Questions on the material >>
[A] According to the text on Michel Haas, at what age was he marked by the discovery of the Lascaux cave?
[B] Copy the Michel Haas text starting at "Born in 1934" and ending at "the Lascaux cave.", replacing "solitary" with "lonely".
[C] In the Michel Haas text, condense the paragraph that begins "Michel Haas’ timeless paintings" into a shorter version that keeps its main facts.

Reading passage >>
+--

Born in 1934 in Paris, Michel Haas studied philosophy, which plays an important role in his work, as well as Renaissance painting, which he studied intensely. His work is also nourished by the many solitary trips he makes to remote parts of the world, where he discovers the primitive arts and the figures of the Paleolithic, freed from any framework. He was marked, at the age of 18, by the discovery of the Lascaux cave.

Michel Haas’ timeless paintings celebrate the simplest of humanity, the beauty of nature and everyday objects. He explores this reflection in the very material of paper, fragile and ephemeral, which he digs and strips to translate a lived experience: passing one day near a freshly turned field, he feels called by the underside of the earth, by its underlying interiority. “Haas alternates violence and gentleness, aggression and caresses, provokes here the hemorrhage, there sutures the wounds, sharpens the brilliance of the charcoal, stifles the flame of the pastels, until the paper, in turn soaked, dried out, tirelessly triturated, scratched, ploughed, bandaged, perforated and reprised again, takes on the resplendent and blind consistency of “basalt and lava”, as Mallarmé used to say (. …)” (Pierre Schneider).

+--

Input data >>
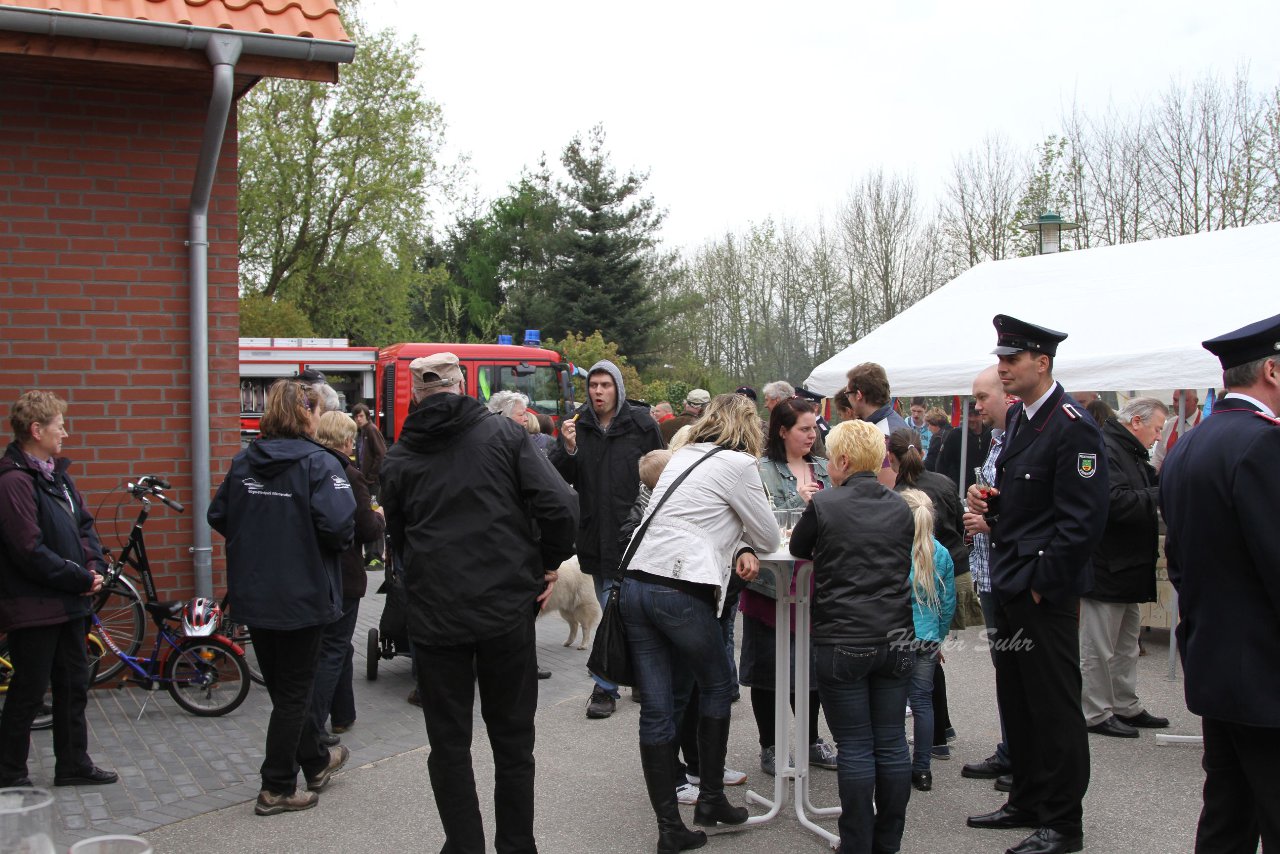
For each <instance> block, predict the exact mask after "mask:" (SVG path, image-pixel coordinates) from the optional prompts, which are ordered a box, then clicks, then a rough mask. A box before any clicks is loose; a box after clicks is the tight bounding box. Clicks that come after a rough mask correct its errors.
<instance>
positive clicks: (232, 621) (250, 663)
mask: <svg viewBox="0 0 1280 854" xmlns="http://www.w3.org/2000/svg"><path fill="white" fill-rule="evenodd" d="M219 629H221V630H223V634H224V635H227V638H228V639H230V640H232V641H234V643H236V644H237V645H238V647H239V648H241V649H243V650H244V663H246V665H247V666H248V677H250V679H251V680H253V681H255V682H257V684H259V685H266V680H265V679H262V671H260V670H259V668H257V654H256V653H255V652H253V638H251V636H250V634H248V626H246V625H244V624H241V622H236V621H234V620H229V618H227V617H223V622H221V625H220V626H219Z"/></svg>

+--

Exercise responses >>
[A] At the age of 18.

[B]
Born in 1934 in Paris, Michel Haas studied philosophy, which plays an important role in his work, as well as Renaissance painting, which he studied intensely. His work is also nourished by the many lonely trips he makes to remote parts of the world, where he discovers the primitive arts and the figures of the Paleolithic, freed from any framework. He was marked, at the age of 18, by the discovery of the Lascaux cave.

[C] Michel Haas’ timeless paintings celebrate simple humanity, the beauty of nature and everyday objects. He works in paper, fragile and ephemeral, which he digs and strips to convey a lived experience. Passing a freshly turned field one day, he felt called by the underside of the earth. Pierre Schneider describes how Haas alternates violence and gentleness, soaking, scratching, perforating and reworking the paper until it takes on what Mallarmé called the consistency of "basalt and lava."